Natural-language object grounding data
*** Begin section ***

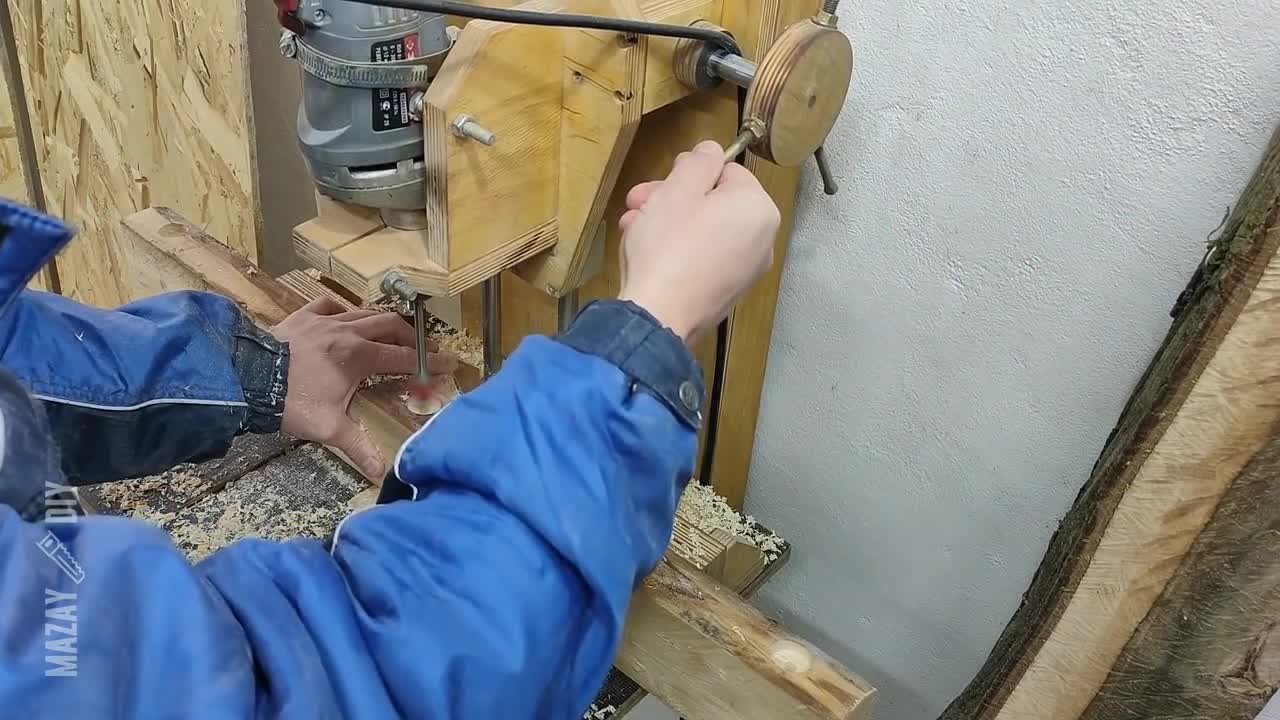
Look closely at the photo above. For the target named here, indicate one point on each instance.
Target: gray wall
(1025, 187)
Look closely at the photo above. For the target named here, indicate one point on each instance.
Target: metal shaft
(420, 328)
(566, 309)
(731, 68)
(490, 306)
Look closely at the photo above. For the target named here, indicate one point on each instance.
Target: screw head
(288, 44)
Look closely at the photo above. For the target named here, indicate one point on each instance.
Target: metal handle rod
(490, 306)
(828, 178)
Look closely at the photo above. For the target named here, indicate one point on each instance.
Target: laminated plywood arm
(688, 639)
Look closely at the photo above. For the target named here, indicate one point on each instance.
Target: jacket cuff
(263, 365)
(625, 335)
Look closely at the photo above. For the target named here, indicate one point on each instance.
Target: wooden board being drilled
(703, 621)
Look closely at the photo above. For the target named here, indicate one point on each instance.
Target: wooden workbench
(277, 487)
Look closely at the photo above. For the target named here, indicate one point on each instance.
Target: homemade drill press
(452, 142)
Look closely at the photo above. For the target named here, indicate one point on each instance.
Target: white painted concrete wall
(1027, 185)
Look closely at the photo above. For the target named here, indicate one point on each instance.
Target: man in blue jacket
(493, 583)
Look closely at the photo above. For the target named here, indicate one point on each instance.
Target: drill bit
(421, 390)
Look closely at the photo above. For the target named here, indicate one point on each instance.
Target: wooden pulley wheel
(799, 90)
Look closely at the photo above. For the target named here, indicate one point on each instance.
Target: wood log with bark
(1160, 592)
(689, 639)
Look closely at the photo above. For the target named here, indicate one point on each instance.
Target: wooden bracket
(686, 634)
(563, 105)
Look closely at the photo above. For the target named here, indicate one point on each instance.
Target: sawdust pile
(703, 509)
(462, 346)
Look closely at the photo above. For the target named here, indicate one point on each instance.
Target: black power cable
(721, 40)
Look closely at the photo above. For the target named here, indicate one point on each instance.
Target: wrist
(652, 355)
(670, 318)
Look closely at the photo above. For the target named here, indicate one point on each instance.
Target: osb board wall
(13, 185)
(137, 103)
(10, 163)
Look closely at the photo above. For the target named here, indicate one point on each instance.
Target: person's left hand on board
(332, 350)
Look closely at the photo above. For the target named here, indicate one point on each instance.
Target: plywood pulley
(525, 127)
(794, 95)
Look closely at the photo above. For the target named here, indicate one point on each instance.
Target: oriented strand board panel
(13, 180)
(137, 103)
(12, 185)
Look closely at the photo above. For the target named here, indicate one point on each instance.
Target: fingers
(388, 327)
(736, 177)
(324, 305)
(382, 359)
(352, 315)
(360, 449)
(379, 359)
(627, 219)
(442, 363)
(698, 171)
(639, 195)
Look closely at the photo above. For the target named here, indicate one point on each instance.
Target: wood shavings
(702, 507)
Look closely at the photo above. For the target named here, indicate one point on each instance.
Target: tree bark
(1157, 596)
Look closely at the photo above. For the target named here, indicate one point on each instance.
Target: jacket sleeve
(542, 500)
(141, 388)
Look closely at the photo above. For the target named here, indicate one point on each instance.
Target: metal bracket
(350, 73)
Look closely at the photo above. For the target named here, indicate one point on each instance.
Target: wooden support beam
(688, 637)
(1160, 592)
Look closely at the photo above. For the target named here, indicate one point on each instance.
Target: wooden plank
(750, 324)
(730, 660)
(1139, 604)
(676, 123)
(722, 633)
(165, 495)
(302, 493)
(137, 103)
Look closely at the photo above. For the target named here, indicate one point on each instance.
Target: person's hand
(330, 352)
(693, 244)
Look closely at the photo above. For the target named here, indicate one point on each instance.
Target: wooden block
(732, 661)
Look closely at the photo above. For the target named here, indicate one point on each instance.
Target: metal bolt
(753, 131)
(288, 44)
(827, 14)
(416, 104)
(397, 286)
(465, 126)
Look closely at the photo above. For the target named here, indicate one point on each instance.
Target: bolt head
(288, 44)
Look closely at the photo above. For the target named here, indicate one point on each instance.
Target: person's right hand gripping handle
(542, 500)
(551, 491)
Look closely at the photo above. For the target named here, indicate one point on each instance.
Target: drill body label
(391, 106)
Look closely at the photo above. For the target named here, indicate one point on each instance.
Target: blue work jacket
(539, 501)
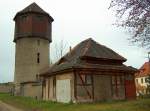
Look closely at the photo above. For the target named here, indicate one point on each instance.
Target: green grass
(29, 104)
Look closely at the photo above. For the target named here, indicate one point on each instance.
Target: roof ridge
(85, 49)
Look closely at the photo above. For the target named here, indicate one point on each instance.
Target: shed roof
(91, 50)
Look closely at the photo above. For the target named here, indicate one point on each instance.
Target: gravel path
(6, 107)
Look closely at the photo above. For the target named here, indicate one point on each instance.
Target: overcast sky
(74, 21)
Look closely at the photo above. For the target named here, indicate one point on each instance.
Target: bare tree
(134, 15)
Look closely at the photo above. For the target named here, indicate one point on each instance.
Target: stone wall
(49, 90)
(26, 65)
(6, 88)
(33, 90)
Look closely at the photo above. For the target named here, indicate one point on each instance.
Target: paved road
(6, 107)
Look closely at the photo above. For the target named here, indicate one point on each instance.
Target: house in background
(141, 77)
(89, 72)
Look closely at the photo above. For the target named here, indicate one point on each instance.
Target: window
(84, 79)
(117, 82)
(39, 18)
(24, 18)
(38, 58)
(142, 80)
(38, 42)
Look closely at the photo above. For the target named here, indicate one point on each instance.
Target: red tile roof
(90, 50)
(144, 70)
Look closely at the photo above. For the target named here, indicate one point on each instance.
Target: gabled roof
(32, 8)
(144, 70)
(89, 49)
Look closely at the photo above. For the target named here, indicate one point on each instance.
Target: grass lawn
(29, 104)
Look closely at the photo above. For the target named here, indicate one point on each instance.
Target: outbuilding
(89, 72)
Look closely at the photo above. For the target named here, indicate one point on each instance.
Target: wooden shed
(90, 72)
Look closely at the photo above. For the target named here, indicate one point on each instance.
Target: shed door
(130, 89)
(63, 91)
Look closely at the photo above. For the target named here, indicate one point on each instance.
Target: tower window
(38, 58)
(38, 42)
(24, 18)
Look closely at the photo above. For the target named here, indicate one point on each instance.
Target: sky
(74, 21)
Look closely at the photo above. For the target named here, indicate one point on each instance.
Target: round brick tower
(32, 37)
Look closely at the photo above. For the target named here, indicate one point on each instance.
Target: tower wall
(32, 55)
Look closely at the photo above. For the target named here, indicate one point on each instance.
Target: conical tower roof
(33, 8)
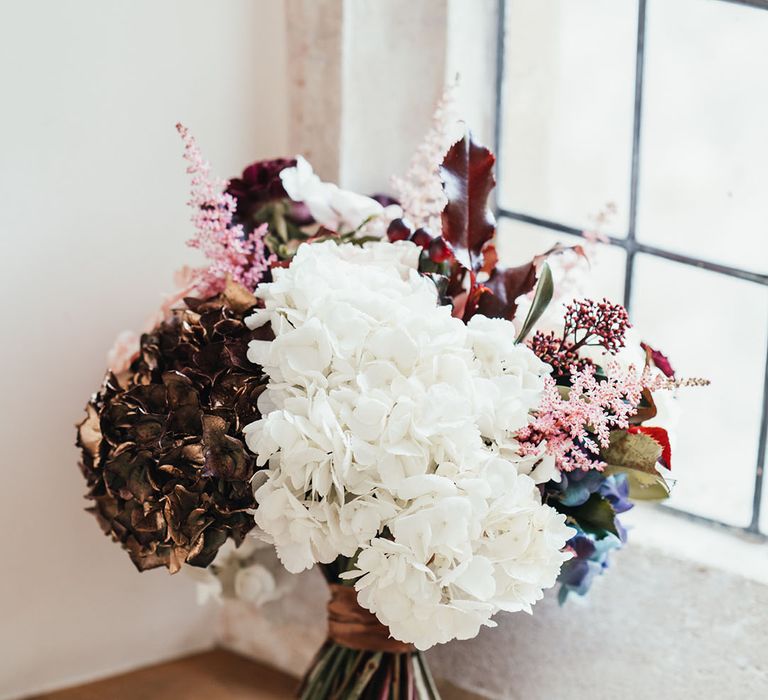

*** End section ***

The pictures in the data should be omitted, and every remaining line set down exactly.

[YOUR SOLUTION]
Look closely at the photo above. For the target named here, indicate one point on each instance.
Target: gray wall
(1025, 187)
Look closely at the photo above. For the target named here, indicate one point on each instance.
Target: metal shaft
(420, 328)
(566, 309)
(731, 68)
(490, 306)
Look closely at the photo above. For the target named here, indicate one point on each instance.
Target: screw head
(288, 44)
Look closely at the photo above. For the target named here, indicate one point on each instance.
Target: metal handle rod
(490, 306)
(828, 178)
Look closely at the photo above. For the target named here, indicate one point on each instance.
Target: laminated plywood arm
(688, 639)
Look closely at the photo above. For the target named here, indicate one point on each instance.
Target: jacket cuff
(263, 365)
(625, 335)
Look closely at the photo above. For the target named here, indicate one point on each instance.
Target: wooden board being drilled
(703, 621)
Look closely at the photo above. For the target named here, indicate one point on each instance.
Target: wooden workbench
(277, 487)
Look closely at the photo above. For the target named here, indicate one point on each instance.
Target: homemade drill press
(452, 142)
Look closely at the photo above. For the target named here, indicate one point on each instance.
Target: white painted concrete wall
(1027, 185)
Look closely at the photo above. For the target named here, indicate one point on each instance.
Target: man in blue jacket
(493, 583)
Look closely at the photo above. For the target named here, indicate one point on each instance.
Target: drill bit
(421, 390)
Look closely at the photo above. For the target named here, indicate one point on each instance.
Target: wooden pulley wheel
(799, 90)
Look closely at the photo above. For the target named here, indicate one point on each instance.
Target: wood log with bark
(1160, 592)
(689, 639)
Look closely at the photo above. For the target named here, indicate one point on each instance.
Target: wooden bracket
(686, 634)
(563, 105)
Look closely at the photo above. For the target named here, indicate one point on each instance.
Target: sawdust pile
(703, 509)
(462, 346)
Look closely at the photo above. For the target named here, indicate one point on each instance.
Target: black power cable
(721, 40)
Look closely at the photo above. For the target named here, indicate one point on each instance.
Target: wrist
(652, 355)
(670, 318)
Look closely at the photo above. For the target named here, indicate one point on each instance.
Target: osb board wall
(13, 185)
(137, 103)
(10, 163)
Look closely at the photo above. For the target named here, indicate one point on each instance.
Target: person's left hand on board
(332, 350)
Look closely at the photo above. For the target named here, indicate one point on each instance.
Target: plywood pulley
(525, 127)
(794, 95)
Look closely at the photo above. For the target named here, indicate one point on each instance.
Target: oriented strand board panel
(13, 180)
(137, 103)
(12, 185)
Look closely at the photo above. For the target named here, indicate one point on each instance.
Target: fingers
(388, 327)
(736, 177)
(324, 305)
(382, 359)
(352, 315)
(360, 449)
(379, 359)
(627, 219)
(442, 363)
(698, 171)
(639, 195)
Look closely at the photo above. For the target named here, indicate one point on each instance.
Target: wood shavings
(702, 507)
Look closely at the photo above. For the target named here, indicate one point on each instance.
Target: tree bark
(1157, 596)
Look closely at the photo above. For the target named here, indicate one point on each instance.
Target: jacket sleeve
(542, 500)
(141, 388)
Look closely at the photo above. For the target named here, indicate one point on each instance.
Target: metal bracket
(350, 73)
Look closely at the photo above. For the target named here, indicate one point on each instance.
Target: wooden support beam
(688, 637)
(1160, 592)
Look closely at the photo above. For the target named here, indicate one point on each instance.
Target: wooden plank
(750, 324)
(730, 660)
(1139, 604)
(676, 123)
(722, 633)
(165, 495)
(302, 493)
(137, 103)
Look closely at the photo above. For the target named here, indicate one point on each instance.
Target: person's hand
(330, 352)
(693, 244)
Look closely at the photo above. For the target named here, indicate one point on each instance.
Target: wooden block
(732, 661)
Look closely at the photo above. For the target named here, indicate one point on each instance.
Target: metal bolt
(753, 131)
(288, 44)
(827, 14)
(416, 104)
(397, 286)
(465, 126)
Look closely at the photo above. For the target named here, indicate one point on each instance.
Target: bolt head
(288, 44)
Look closely at the photo above. For the target named here, indicate one point on each instance.
Target: person's right hand gripping handle
(542, 500)
(551, 491)
Look closely at the photo above. For the target named here, indicate one point on each instance.
Target: drill body label
(391, 106)
Look closely at the photo above. For the target named here, indicate one point on each instance.
Target: blue work jacket
(539, 501)
Look closely at the photo above. For the target named here, indicate one point on each instance.
Target: green grass
(29, 104)
Look closely at the photo above. For the target named here, indicate one point on each instance.
Target: roof ridge
(85, 49)
Look closely at the photo above. For the target named here, indicate one point on each instance.
Target: shed roof
(91, 50)
Look closely at the photo above. For the target named here, indicate one point on each instance.
Target: gravel path
(6, 107)
Look closely at the photo above. For the target named here, indicate one point on each instance.
Target: overcast sky
(74, 21)
Look closely at the photo above. For the target named here, indicate one point on each instance.
Target: bare tree
(134, 15)
Look closely at the photo above. For the target named here, indicate one point on each instance.
Target: stone wall
(49, 90)
(26, 65)
(6, 88)
(33, 90)
Look closely at the photo above. For the target named here, indicate one point on each instance.
Target: paved road
(6, 107)
Look closely at the photo above. For the target named here, indicate one point on each instance.
Target: house in background
(141, 77)
(89, 72)
Look closely at the photo above. For the target named here, indicate one point on each instance.
Target: window
(84, 79)
(117, 82)
(39, 18)
(24, 18)
(38, 58)
(142, 80)
(38, 42)
Look closely at the photo above. For the target named here, indicate one point on each instance.
Target: red tile roof
(90, 50)
(144, 70)
Look closely at the photo above. For the target named here, indicate one point on each instance.
Target: gabled roof
(32, 8)
(144, 70)
(89, 49)
Look closely at the photo above. For the target named here, indicate one point on each instance.
Target: grass lawn
(29, 104)
Look closely at the photo above. For the target named here, indicate one point on each instance.
Target: outbuilding
(89, 72)
Look closely at the photo above. For the target named here, indicate one point on each instance.
Target: wooden shed
(90, 72)
Look closely at the photo above. For the target named here, indicate one point on each instance.
Target: shed door
(130, 89)
(63, 91)
Look closely at the photo above. For the target named here, indicate one point on each instance.
Target: tower window
(38, 58)
(38, 42)
(24, 18)
Look closely at the photo above. For the target named here, indicate one point on each instance.
Target: sky
(74, 21)
Look closely at the photo above. For the target named here, indicate one point on each instance.
Target: round brick tower
(32, 37)
Look closely at the photo above. For the target named here, indicate one point on each instance.
Target: tower wall
(32, 55)
Look closely at the photo above. For the target named here, indicate one point on each instance.
Target: conical tower roof
(33, 8)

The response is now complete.